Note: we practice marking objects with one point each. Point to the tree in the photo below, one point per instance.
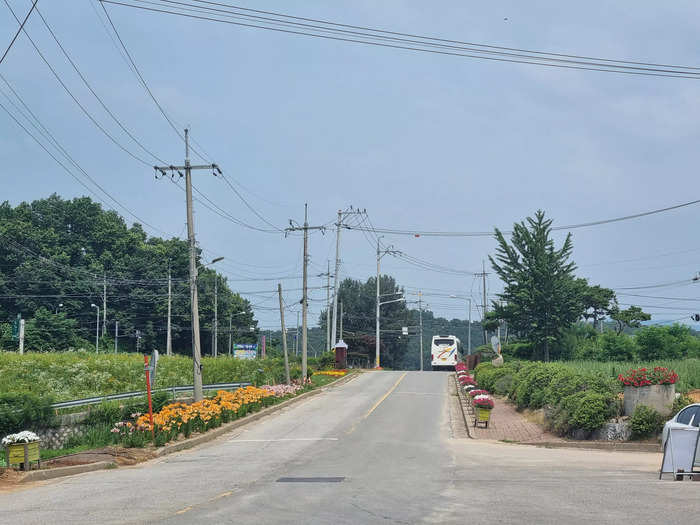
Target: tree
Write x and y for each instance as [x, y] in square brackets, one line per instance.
[598, 302]
[632, 317]
[540, 293]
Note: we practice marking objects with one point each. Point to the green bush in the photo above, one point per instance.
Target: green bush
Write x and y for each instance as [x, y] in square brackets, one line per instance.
[24, 411]
[584, 410]
[681, 402]
[564, 382]
[645, 422]
[530, 384]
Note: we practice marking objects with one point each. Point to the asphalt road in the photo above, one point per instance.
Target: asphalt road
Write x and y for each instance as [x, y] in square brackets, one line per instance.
[385, 447]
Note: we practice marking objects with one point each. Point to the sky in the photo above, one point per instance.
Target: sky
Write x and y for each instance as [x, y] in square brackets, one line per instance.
[421, 141]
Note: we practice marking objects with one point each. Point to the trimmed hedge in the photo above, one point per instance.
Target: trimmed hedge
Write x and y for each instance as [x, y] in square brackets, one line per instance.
[575, 400]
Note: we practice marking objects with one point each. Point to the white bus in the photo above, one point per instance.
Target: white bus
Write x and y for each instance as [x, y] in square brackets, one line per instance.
[445, 352]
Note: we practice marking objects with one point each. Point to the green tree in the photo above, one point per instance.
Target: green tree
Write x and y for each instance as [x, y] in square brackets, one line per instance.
[632, 317]
[540, 293]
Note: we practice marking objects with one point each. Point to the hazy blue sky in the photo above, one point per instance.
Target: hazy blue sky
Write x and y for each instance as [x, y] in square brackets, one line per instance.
[421, 141]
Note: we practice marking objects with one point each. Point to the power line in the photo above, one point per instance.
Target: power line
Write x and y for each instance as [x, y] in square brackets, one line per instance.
[419, 233]
[145, 84]
[382, 40]
[90, 88]
[72, 96]
[21, 27]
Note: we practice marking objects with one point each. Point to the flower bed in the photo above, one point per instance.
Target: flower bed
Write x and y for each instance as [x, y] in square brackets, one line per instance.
[334, 373]
[478, 392]
[482, 401]
[21, 437]
[643, 377]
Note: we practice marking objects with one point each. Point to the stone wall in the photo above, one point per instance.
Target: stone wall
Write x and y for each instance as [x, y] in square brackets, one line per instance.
[658, 397]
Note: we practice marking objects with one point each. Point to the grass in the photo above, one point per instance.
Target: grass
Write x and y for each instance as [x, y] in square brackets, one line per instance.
[74, 375]
[688, 370]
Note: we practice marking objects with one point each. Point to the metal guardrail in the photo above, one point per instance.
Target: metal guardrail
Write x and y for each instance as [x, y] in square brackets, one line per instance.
[129, 395]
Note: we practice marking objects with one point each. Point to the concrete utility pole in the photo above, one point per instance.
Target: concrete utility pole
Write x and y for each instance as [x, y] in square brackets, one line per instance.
[296, 337]
[21, 336]
[328, 306]
[194, 305]
[304, 298]
[97, 329]
[336, 280]
[169, 336]
[341, 319]
[381, 253]
[104, 304]
[230, 318]
[284, 335]
[215, 326]
[420, 323]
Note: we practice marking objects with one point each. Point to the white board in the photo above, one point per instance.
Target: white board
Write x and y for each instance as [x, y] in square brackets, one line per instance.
[679, 452]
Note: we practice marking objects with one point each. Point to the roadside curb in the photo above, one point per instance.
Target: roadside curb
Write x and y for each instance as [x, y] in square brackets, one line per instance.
[227, 427]
[610, 446]
[42, 475]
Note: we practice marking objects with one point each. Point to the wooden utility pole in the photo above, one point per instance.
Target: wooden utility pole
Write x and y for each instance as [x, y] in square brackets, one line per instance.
[284, 335]
[304, 298]
[194, 299]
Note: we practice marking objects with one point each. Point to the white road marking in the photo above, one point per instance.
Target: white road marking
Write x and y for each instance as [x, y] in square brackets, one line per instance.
[281, 439]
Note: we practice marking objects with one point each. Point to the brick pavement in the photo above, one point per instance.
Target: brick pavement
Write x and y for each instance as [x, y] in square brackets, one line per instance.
[506, 423]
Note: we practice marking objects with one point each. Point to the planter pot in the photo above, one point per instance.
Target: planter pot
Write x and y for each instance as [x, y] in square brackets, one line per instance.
[482, 415]
[22, 454]
[658, 397]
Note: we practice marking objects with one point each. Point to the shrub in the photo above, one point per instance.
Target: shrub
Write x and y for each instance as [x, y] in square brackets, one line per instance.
[680, 402]
[531, 383]
[645, 422]
[583, 410]
[565, 382]
[24, 411]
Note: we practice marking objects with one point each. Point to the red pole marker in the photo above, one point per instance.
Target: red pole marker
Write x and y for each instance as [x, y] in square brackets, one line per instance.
[148, 389]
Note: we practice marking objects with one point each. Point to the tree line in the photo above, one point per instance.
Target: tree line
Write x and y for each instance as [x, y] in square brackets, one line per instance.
[57, 256]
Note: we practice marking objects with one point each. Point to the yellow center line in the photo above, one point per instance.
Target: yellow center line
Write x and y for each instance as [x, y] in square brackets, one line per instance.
[384, 396]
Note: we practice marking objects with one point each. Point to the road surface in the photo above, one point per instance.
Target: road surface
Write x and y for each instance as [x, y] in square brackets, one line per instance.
[385, 447]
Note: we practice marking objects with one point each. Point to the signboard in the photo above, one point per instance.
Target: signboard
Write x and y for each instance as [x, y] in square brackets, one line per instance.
[680, 451]
[245, 351]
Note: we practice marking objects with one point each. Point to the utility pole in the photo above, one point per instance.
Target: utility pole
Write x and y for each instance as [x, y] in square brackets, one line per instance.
[194, 305]
[104, 304]
[169, 336]
[21, 336]
[230, 318]
[296, 338]
[304, 297]
[284, 335]
[328, 306]
[483, 275]
[336, 279]
[341, 319]
[380, 253]
[215, 331]
[420, 322]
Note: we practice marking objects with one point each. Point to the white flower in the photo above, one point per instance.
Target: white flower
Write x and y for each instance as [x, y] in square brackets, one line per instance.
[22, 437]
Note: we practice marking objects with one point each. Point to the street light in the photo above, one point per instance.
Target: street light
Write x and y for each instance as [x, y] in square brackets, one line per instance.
[469, 332]
[97, 329]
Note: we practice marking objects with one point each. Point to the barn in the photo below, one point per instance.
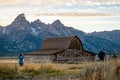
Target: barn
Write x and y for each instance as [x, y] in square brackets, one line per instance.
[60, 49]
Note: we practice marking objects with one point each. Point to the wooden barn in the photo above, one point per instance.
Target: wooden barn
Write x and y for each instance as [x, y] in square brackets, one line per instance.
[60, 49]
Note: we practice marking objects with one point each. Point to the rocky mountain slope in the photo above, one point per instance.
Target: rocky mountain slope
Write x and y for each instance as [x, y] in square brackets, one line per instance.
[23, 36]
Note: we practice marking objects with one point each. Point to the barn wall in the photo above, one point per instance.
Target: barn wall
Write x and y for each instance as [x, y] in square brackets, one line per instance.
[75, 44]
[38, 58]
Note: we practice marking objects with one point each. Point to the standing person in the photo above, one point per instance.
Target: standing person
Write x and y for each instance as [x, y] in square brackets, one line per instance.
[21, 58]
[101, 55]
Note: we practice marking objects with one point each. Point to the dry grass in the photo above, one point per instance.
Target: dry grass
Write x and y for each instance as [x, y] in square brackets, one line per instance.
[108, 70]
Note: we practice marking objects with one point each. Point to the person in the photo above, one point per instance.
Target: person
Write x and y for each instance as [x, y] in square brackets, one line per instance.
[101, 55]
[21, 59]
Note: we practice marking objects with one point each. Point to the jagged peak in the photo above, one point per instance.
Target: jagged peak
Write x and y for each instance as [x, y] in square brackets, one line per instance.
[38, 20]
[57, 22]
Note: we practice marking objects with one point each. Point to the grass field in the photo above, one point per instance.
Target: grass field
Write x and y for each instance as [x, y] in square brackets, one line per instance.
[107, 70]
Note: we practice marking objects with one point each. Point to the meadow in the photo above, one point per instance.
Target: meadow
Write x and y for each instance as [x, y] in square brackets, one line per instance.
[107, 70]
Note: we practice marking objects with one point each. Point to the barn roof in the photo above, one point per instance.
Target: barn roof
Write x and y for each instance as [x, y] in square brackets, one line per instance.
[44, 52]
[57, 43]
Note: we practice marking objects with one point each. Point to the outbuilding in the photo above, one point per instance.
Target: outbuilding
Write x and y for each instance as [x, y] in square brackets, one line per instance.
[60, 49]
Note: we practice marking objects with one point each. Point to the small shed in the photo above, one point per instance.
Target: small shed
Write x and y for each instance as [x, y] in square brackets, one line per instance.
[60, 49]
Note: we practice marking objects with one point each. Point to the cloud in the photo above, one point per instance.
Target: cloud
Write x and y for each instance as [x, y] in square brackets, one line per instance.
[58, 2]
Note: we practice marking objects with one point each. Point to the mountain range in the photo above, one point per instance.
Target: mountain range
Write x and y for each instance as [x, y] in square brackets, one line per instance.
[22, 36]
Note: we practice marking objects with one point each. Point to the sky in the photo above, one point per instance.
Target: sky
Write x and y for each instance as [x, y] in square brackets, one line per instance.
[85, 15]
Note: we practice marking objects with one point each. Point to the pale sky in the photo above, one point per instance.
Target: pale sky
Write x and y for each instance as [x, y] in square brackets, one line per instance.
[85, 15]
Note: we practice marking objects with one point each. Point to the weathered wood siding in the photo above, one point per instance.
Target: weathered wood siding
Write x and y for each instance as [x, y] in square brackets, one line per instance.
[39, 58]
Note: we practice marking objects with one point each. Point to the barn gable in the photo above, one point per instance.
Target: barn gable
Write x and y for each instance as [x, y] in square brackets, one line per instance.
[61, 49]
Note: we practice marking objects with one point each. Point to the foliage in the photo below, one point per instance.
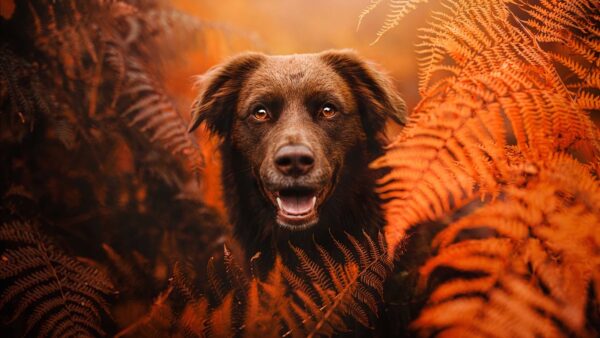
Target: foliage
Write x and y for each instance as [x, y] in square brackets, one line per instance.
[323, 297]
[507, 89]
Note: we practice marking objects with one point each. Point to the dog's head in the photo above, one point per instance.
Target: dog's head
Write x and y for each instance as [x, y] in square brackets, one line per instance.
[294, 119]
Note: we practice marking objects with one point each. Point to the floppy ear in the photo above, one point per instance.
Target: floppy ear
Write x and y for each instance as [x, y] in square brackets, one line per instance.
[377, 99]
[219, 90]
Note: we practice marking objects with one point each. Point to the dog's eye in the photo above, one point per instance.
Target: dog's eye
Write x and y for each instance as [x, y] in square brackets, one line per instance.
[260, 113]
[328, 111]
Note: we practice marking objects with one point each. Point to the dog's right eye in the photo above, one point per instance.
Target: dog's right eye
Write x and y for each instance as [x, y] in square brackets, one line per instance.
[260, 113]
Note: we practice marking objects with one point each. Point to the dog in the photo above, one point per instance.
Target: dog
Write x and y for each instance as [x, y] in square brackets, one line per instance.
[297, 135]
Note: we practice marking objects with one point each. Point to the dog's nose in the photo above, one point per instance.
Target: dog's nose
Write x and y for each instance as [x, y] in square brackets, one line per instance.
[294, 160]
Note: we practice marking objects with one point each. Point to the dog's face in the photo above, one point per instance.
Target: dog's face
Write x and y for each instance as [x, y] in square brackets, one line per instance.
[294, 119]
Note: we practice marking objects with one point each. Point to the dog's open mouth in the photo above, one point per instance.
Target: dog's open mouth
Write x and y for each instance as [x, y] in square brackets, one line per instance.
[296, 207]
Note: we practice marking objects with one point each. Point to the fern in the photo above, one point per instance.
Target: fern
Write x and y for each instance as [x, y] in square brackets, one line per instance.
[479, 69]
[398, 10]
[52, 293]
[532, 271]
[325, 296]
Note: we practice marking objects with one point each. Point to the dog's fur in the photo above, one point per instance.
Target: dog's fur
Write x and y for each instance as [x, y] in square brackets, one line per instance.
[293, 90]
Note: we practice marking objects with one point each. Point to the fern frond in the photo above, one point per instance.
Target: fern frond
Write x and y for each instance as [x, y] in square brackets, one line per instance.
[398, 9]
[322, 298]
[502, 86]
[370, 7]
[530, 267]
[144, 106]
[51, 292]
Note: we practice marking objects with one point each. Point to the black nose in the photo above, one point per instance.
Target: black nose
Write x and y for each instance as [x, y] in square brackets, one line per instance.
[294, 160]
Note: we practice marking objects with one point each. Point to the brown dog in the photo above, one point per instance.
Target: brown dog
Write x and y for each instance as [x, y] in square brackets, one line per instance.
[298, 133]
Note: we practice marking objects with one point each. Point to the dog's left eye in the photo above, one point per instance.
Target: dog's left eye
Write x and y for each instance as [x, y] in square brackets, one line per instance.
[328, 111]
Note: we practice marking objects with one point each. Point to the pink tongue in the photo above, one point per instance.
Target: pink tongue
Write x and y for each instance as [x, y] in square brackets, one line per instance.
[296, 205]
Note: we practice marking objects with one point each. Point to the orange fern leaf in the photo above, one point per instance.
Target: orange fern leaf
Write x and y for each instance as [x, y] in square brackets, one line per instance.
[485, 82]
[532, 264]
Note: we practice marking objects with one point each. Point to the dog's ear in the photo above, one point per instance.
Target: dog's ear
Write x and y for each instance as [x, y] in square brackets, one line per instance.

> [Problem requirements]: Quote exactly the line containing "the fern frond" and every later line through the end of the listing, and no other lines.

> [Answer to this problem]:
Note: we practice marking objects with one point each. Point to the fern frond in the photo above, one point per instance.
Target: fern frond
Write x and y for each instance as [x, y] in square brackets, one line per instance.
[398, 9]
[322, 298]
[502, 86]
[370, 7]
[530, 267]
[144, 106]
[51, 292]
Note: we practice marking objects with one point each. Point to the black nose in the photo above, one point per instance.
Target: black nose
Write x and y for each instance as [x, y] in square brackets, one line per instance.
[294, 160]
Note: we practice marking objects with one point each. Point to the brown dog in the photo above, one point per instance.
Target: brown dog
Write x and y for each instance as [x, y] in square brackets, one line per instance.
[298, 133]
Note: we practice marking objects with one point each. Point to the dog's left eye in the photo above, one point per instance.
Target: dog's left eye
Write x and y for each instance as [x, y] in square brackets, one line per instance.
[328, 111]
Note: we practice marking objects with one point each. Point to the pink tongue in the photo above, one point per instance.
Target: pink tongue
Write x and y for each instance as [x, y] in square brackets, one line per instance.
[296, 205]
Note: we practice marking objects with one point each. Point to the orange fern leaf in the photo above, one point per instance.
Target: orange fern leaf
Write x and y for each instance as [x, y] in square brackets, one line per instance.
[485, 82]
[532, 264]
Note: we practice marking objects with one point each. Point to the dog's ear in the photo above, one point per instance.
Target: dog's ear
Write x and y for each instance as [x, y] in square brackets, one line per instance.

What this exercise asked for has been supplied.